Exponentiation algorithm analysis

Question

Following text is provided about exponentation

We have obvious algorithm to compute X to power N uses N-1 multiplications. A recursive algorithm can do better. N<=1 is the base case of recursion. Otherwise, if n is even, we have xn = xn/2 . xn/2, and if n is odd, x to power of n = x(n-1)/2 x(n-1)/2 x.

Specifically, a 200-digit number is raised to a large power (usually another 200-digit number), with only the low 200 or so digits retained after each multiplication. Since the calculations require dealing with 200-digit numbers, efficiency is obviously important. The straightforward algorithm for exponentiation would require about 10 to power of 200 multiplications, whereas recursive algorithm presented requires only about 1,200.

My questions regarding above text 1. How does author came with 10 to power of 200 multiplications for simple alogorithm and recursive algorithm only about 1, 200? How author came with above numbers Thanks!

Answer 1

Because complexity of the first algorithm is linear and of the second is logarithmic (due to N). 200-digit number is about 10^200 and log_2(10^200) is about 1,200.

Answer 2

The exponent has 200 digits, thus it is about 10 to power of 200. If using naive exponentiation you'll have to do this amount of multiplications.

● SUPPLIED ENTRIES:
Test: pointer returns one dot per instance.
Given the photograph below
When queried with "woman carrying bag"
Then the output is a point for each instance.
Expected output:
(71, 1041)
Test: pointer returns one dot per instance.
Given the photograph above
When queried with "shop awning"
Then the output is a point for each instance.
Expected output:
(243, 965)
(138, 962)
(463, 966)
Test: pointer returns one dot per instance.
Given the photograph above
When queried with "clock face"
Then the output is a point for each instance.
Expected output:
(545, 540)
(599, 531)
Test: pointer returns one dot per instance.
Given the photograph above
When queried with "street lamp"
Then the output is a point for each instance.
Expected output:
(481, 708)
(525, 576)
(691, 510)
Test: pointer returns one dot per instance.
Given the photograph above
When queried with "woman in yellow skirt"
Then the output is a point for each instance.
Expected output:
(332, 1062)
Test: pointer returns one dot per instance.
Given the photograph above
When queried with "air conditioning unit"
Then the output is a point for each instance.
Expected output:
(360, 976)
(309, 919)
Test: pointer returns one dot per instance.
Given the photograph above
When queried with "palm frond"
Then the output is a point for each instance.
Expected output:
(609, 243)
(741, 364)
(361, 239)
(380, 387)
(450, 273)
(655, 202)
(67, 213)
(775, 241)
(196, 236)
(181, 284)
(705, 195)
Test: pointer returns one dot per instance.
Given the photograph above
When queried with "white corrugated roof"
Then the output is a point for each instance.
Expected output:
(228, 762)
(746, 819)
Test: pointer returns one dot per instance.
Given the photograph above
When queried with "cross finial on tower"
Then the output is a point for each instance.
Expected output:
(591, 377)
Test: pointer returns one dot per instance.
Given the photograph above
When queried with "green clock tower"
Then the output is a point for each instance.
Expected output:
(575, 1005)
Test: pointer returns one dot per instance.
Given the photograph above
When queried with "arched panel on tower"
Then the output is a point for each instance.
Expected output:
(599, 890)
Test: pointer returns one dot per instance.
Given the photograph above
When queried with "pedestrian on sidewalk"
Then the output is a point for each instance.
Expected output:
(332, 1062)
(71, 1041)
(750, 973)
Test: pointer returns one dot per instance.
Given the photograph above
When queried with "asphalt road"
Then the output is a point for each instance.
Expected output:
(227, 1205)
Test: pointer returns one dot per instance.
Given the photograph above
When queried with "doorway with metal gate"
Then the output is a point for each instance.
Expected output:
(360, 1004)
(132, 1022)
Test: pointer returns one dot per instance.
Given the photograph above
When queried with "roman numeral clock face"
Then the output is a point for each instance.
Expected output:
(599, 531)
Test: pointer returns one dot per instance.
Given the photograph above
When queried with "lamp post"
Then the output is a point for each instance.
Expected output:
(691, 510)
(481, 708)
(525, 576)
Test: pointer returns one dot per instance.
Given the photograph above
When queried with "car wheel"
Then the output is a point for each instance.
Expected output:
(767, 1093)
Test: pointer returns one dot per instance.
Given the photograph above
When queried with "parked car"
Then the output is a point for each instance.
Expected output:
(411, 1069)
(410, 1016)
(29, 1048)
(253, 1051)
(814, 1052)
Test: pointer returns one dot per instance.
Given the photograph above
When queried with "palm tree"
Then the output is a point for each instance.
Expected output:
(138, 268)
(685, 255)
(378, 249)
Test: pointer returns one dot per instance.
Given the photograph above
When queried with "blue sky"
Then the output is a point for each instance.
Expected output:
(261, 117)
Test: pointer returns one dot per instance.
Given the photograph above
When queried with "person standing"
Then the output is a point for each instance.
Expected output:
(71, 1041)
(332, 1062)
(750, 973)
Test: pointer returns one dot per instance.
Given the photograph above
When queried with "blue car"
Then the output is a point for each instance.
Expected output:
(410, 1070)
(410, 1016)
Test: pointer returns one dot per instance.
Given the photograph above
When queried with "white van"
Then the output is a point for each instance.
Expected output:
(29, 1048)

● GIVEN EXERCISE A: In the exponentiation thread, about how many multiplications does the recursive algorithm need?
● GIVEN EXERCISE B: Carry on the exponentiation thread from its last sentence.
The records have no connection to the exponentiation thread.

● WRITTEN REPLY A: Only about 1,200.

● WRITTEN REPLY B:
On the other hand, if you use the recursive exponentiation, the number of multiplications depends on exponent's number of bits. Since the exponent is almost 10^200, it has log(10^200) = 200*log(10) bits. This is 600, the 2 in there stems from the fact that if you have a 1 bit you'll have to do two multiplications.

Answer 3

Here are the 2 possible algorithms :

algo gives a^N

SimpleExp(a,N):
   return a*simpleExp(a,N-1) 

so it's N operation, so for a^(10^200) it's 10^200

OptimizedAlgo(a,N):
      if N == 0:
                 return 1
      if (N mod 2) == 0:
                return OptimizedAlgo(a,N/2)*OptimizedAlgo(a,N/2)  // 1 operation
      else:
                return a*OptimizedAlgo(a,(N-1)/2)*OptimizedAlgo(a,(N-1)/2)  //2 operations

here for a^(10^200) you have between log2(N) and 2* log2(N) operations (2^(log2(N) = N )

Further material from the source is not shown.